Source data:
***

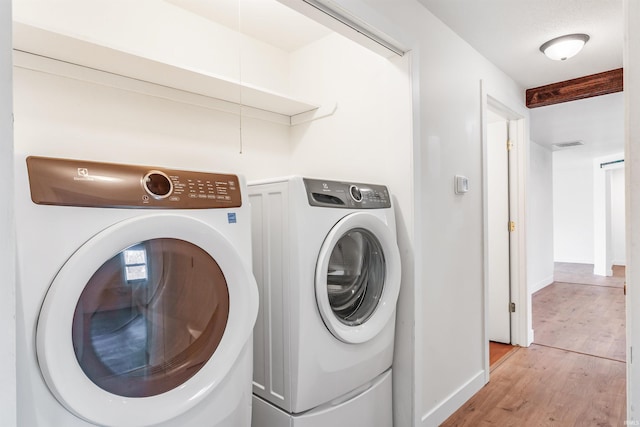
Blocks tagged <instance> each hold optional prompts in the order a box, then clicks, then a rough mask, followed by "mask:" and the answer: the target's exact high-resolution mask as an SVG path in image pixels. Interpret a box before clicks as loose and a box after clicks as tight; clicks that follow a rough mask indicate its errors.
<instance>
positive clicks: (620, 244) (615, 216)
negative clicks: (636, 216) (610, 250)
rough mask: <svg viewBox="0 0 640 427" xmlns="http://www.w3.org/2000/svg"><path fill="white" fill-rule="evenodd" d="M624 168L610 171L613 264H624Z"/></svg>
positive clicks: (625, 261)
mask: <svg viewBox="0 0 640 427" xmlns="http://www.w3.org/2000/svg"><path fill="white" fill-rule="evenodd" d="M624 233H625V207H624V168H620V169H614V170H612V171H611V249H612V251H613V253H612V257H611V258H612V260H613V264H614V265H626V256H625V241H626V240H625V235H624Z"/></svg>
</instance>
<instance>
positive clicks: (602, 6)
mask: <svg viewBox="0 0 640 427" xmlns="http://www.w3.org/2000/svg"><path fill="white" fill-rule="evenodd" d="M419 1H420V2H421V3H422V4H424V5H425V6H426V7H427V8H428V9H429V10H430V11H431V12H432V13H433V14H434V15H436V16H437V17H438V18H439V19H440V20H442V21H443V22H444V23H445V24H447V26H449V27H450V28H451V29H452V30H453V31H455V32H456V33H457V34H458V35H459V36H460V37H462V38H463V39H464V40H466V41H467V43H469V44H470V45H471V46H472V47H473V48H475V49H476V50H477V51H478V52H480V53H481V54H482V55H483V56H484V57H486V58H487V59H488V60H489V61H491V62H492V63H493V64H495V65H496V66H497V67H498V68H500V69H501V70H502V71H504V72H505V73H506V74H507V75H509V77H511V78H512V79H513V80H514V81H515V82H516V83H518V84H519V85H520V86H521V87H522V88H523V90H525V89H531V88H535V87H539V86H543V85H546V84H549V83H556V82H561V81H564V80H569V79H573V78H576V77H582V76H587V75H590V74H595V73H599V72H603V71H609V70H613V69H616V68H621V67H622V57H623V44H624V20H623V5H622V0H535V1H534V0H482V1H480V0H419ZM572 33H587V34H589V36H590V37H591V39H590V40H589V42H588V43H587V44H586V45H585V47H584V49H583V50H582V52H580V53H579V54H578V55H577V56H575V57H573V58H570V59H568V60H566V61H552V60H550V59H548V58H546V57H545V56H544V55H543V54H542V53H541V52H540V50H539V47H540V45H541V44H542V43H544V42H545V41H547V40H550V39H552V38H555V37H558V36H561V35H564V34H572ZM523 97H524V93H523ZM530 118H531V120H530V130H531V140H532V141H534V142H536V143H538V144H540V145H543V146H546V147H548V148H550V149H554V150H555V148H554V146H553V144H557V143H563V142H572V141H582V142H583V143H584V144H585V145H583V146H579V147H575V148H567V149H565V150H576V151H580V152H589V153H591V154H592V155H594V156H596V155H606V154H611V153H615V152H620V151H622V150H623V149H624V97H623V95H622V94H621V93H618V94H611V95H604V96H599V97H595V98H589V99H584V100H580V101H573V102H567V103H563V104H556V105H551V106H547V107H539V108H533V109H531V110H530Z"/></svg>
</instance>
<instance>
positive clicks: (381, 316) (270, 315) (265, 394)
mask: <svg viewBox="0 0 640 427" xmlns="http://www.w3.org/2000/svg"><path fill="white" fill-rule="evenodd" d="M248 190H249V199H250V202H251V206H252V235H253V239H252V240H253V271H254V275H255V276H256V280H257V283H258V289H259V294H260V308H259V312H258V320H257V322H256V326H255V329H254V375H253V379H254V380H253V381H254V383H253V384H254V385H253V392H254V401H253V424H252V425H253V426H254V427H275V426H278V427H279V426H285V425H289V426H308V427H312V426H313V427H315V426H318V427H320V426H323V427H324V426H328V425H367V426H375V427H388V426H390V425H392V398H391V381H392V378H391V366H392V361H393V345H394V329H395V310H396V302H397V298H398V293H399V289H400V255H399V251H398V246H397V242H396V231H395V217H394V213H393V206H392V201H391V196H390V194H389V192H388V189H387V188H386V187H385V186H382V185H371V184H363V183H352V182H339V181H331V180H319V179H308V178H303V177H299V176H294V177H287V178H278V179H272V180H267V181H260V182H255V183H250V184H249V186H248Z"/></svg>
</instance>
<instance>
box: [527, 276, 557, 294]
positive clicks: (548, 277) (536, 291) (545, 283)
mask: <svg viewBox="0 0 640 427" xmlns="http://www.w3.org/2000/svg"><path fill="white" fill-rule="evenodd" d="M552 283H553V274H552V275H551V276H549V277H546V278H544V279H543V280H540V281H539V282H536V283H534V284H533V286H531V287H530V288H529V294H533V293H534V292H538V291H539V290H540V289H542V288H544V287H545V286H549V285H550V284H552Z"/></svg>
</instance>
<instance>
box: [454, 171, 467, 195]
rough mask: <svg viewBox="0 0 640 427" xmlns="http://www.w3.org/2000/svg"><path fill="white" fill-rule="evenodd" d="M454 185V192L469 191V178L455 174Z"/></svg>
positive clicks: (458, 193) (465, 176) (465, 192)
mask: <svg viewBox="0 0 640 427" xmlns="http://www.w3.org/2000/svg"><path fill="white" fill-rule="evenodd" d="M454 181H455V186H454V190H455V192H456V194H464V193H466V192H467V191H469V178H467V177H466V176H462V175H456V176H455V180H454Z"/></svg>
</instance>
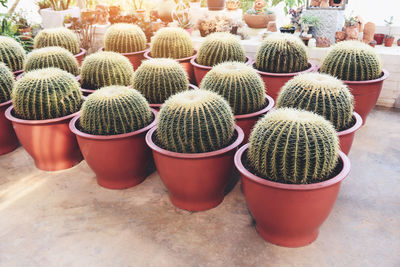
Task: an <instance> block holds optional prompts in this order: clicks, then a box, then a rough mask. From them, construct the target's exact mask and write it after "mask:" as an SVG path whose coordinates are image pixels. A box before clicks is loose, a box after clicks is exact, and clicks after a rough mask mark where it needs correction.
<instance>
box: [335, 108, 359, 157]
mask: <svg viewBox="0 0 400 267" xmlns="http://www.w3.org/2000/svg"><path fill="white" fill-rule="evenodd" d="M353 118H354V119H355V123H354V125H353V126H351V127H350V128H349V129H346V130H343V131H340V132H338V136H339V141H340V150H342V152H343V153H345V154H346V155H348V154H349V152H350V149H351V146H352V145H353V140H354V134H355V133H356V131H358V130H359V129H360V128H361V126H362V122H363V120H362V118H361V116H360V115H359V114H358V113H357V112H354V113H353Z"/></svg>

***

Your task: When copying the listing, skip the pictures and keep each line exactly as written.

Output:
Blocks tagged <instance> each hold optional prompts in the order a box, then clicks, then a rough mask, followed by "mask:" and the answer: the target's exact high-resolution mask as an SVG path in image pixels. Interpret a box before clicks as loose and a box after clicks as tight; clicks that follow a rough mask indicate its errors.
<instance>
positive clicks: (620, 244) (615, 216)
negative clicks: (636, 216) (610, 250)
rough mask: <svg viewBox="0 0 640 427" xmlns="http://www.w3.org/2000/svg"><path fill="white" fill-rule="evenodd" d="M624 168L610 171L613 264H624Z"/></svg>
positive clicks: (625, 261)
mask: <svg viewBox="0 0 640 427" xmlns="http://www.w3.org/2000/svg"><path fill="white" fill-rule="evenodd" d="M624 233H625V207H624V168H620V169H614V170H612V171H611V249H612V251H613V253H612V257H611V258H612V260H613V264H614V265H626V256H625V241H626V240H625V235H624Z"/></svg>
</instance>
<instance>
positive clicks: (602, 6)
mask: <svg viewBox="0 0 640 427" xmlns="http://www.w3.org/2000/svg"><path fill="white" fill-rule="evenodd" d="M419 1H420V2H421V3H422V4H424V5H425V6H426V7H427V8H428V9H429V10H430V11H431V12H432V13H433V14H434V15H436V16H437V17H438V18H439V19H440V20H442V21H443V22H444V23H445V24H447V26H449V27H450V28H451V29H452V30H453V31H455V32H456V33H457V34H458V35H459V36H460V37H462V38H463V39H464V40H466V41H467V43H469V44H470V45H471V46H472V47H473V48H475V49H476V50H477V51H478V52H480V53H481V54H482V55H483V56H484V57H486V58H487V59H488V60H489V61H491V62H492V63H493V64H495V65H496V66H497V67H498V68H500V69H501V70H502V71H504V72H505V73H506V74H507V75H509V77H511V78H512V79H513V80H514V81H515V82H516V83H518V84H519V85H520V86H521V87H522V88H523V90H525V89H531V88H535V87H539V86H543V85H546V84H549V83H556V82H561V81H564V80H569V79H573V78H576V77H582V76H587V75H590V74H595V73H599V72H603V71H609V70H613V69H616V68H621V67H622V57H623V44H624V20H623V5H622V0H535V1H534V0H482V1H480V0H419ZM572 33H587V34H589V36H590V37H591V39H590V40H589V42H588V43H587V44H586V45H585V47H584V49H583V50H582V52H580V53H579V54H578V55H577V56H575V57H573V58H570V59H568V60H566V61H552V60H550V59H548V58H546V57H545V56H544V55H543V54H542V53H541V52H540V50H539V47H540V45H541V44H542V43H544V42H545V41H547V40H550V39H552V38H555V37H558V36H561V35H564V34H572ZM523 97H524V93H523ZM530 118H531V120H530V130H531V140H532V141H534V142H536V143H538V144H540V145H543V146H546V147H548V148H550V149H554V150H555V148H554V146H553V144H557V143H563V142H572V141H582V142H583V143H584V144H585V145H583V146H579V147H575V148H567V149H565V150H576V151H580V152H589V153H591V154H592V155H594V156H596V155H606V154H611V153H615V152H620V151H622V150H623V149H624V97H623V95H622V94H621V93H618V94H611V95H604V96H599V97H595V98H589V99H584V100H580V101H573V102H567V103H563V104H556V105H551V106H547V107H539V108H533V109H531V110H530Z"/></svg>
</instance>
<instance>
positive clicks: (381, 316) (270, 315) (265, 394)
mask: <svg viewBox="0 0 640 427" xmlns="http://www.w3.org/2000/svg"><path fill="white" fill-rule="evenodd" d="M248 190H249V199H250V202H251V206H252V235H253V239H252V240H253V271H254V275H255V276H256V280H257V283H258V289H259V294H260V308H259V312H258V320H257V322H256V326H255V329H254V375H253V379H254V380H253V381H254V383H253V384H254V385H253V392H254V401H253V424H252V425H253V426H254V427H275V426H278V427H279V426H285V425H289V426H308V427H312V426H313V427H315V426H318V427H320V426H323V427H324V426H328V425H367V426H375V427H388V426H390V425H392V398H391V381H392V378H391V366H392V361H393V345H394V329H395V310H396V302H397V298H398V293H399V289H400V255H399V251H398V246H397V242H396V231H395V217H394V213H393V206H392V201H391V196H390V194H389V192H388V189H387V188H386V187H385V186H382V185H371V184H363V183H352V182H339V181H331V180H319V179H308V178H303V177H299V176H294V177H287V178H278V179H272V180H267V181H260V182H255V183H250V184H249V186H248Z"/></svg>
</instance>
<instance>
box: [527, 276, 557, 294]
positive clicks: (548, 277) (536, 291) (545, 283)
mask: <svg viewBox="0 0 640 427" xmlns="http://www.w3.org/2000/svg"><path fill="white" fill-rule="evenodd" d="M552 283H553V274H552V275H551V276H549V277H546V278H544V279H543V280H540V281H539V282H536V283H534V284H533V286H531V287H530V288H529V294H533V293H534V292H538V291H539V290H540V289H542V288H544V287H545V286H549V285H550V284H552Z"/></svg>
</instance>
<instance>
box: [454, 171, 467, 195]
rough mask: <svg viewBox="0 0 640 427" xmlns="http://www.w3.org/2000/svg"><path fill="white" fill-rule="evenodd" d="M454 185V192L469 191V178L455 174Z"/></svg>
positive clicks: (458, 193) (465, 176) (465, 192)
mask: <svg viewBox="0 0 640 427" xmlns="http://www.w3.org/2000/svg"><path fill="white" fill-rule="evenodd" d="M454 181H455V186H454V190H455V192H456V194H464V193H466V192H467V191H469V178H467V177H466V176H462V175H456V176H455V180H454Z"/></svg>
</instance>
Task: an <instance> block holds optional prompts in this order: clicks, then a box, then a rough mask. From them, construct the target's exact mask and write it after "mask:" as an SVG path whose coordinates are image pixels. A box before clicks is loose, a box after clicks is exact, and clicks after a rough mask mark where it needs correction.
<instance>
box: [335, 108, 359, 157]
mask: <svg viewBox="0 0 400 267" xmlns="http://www.w3.org/2000/svg"><path fill="white" fill-rule="evenodd" d="M353 118H354V119H355V123H354V125H353V126H351V127H350V128H349V129H346V130H343V131H340V132H338V136H339V141H340V150H342V152H343V153H345V154H346V155H348V154H349V152H350V149H351V146H352V145H353V140H354V134H355V133H356V131H358V130H359V129H360V128H361V126H362V122H363V120H362V118H361V116H360V115H359V114H358V113H357V112H354V113H353Z"/></svg>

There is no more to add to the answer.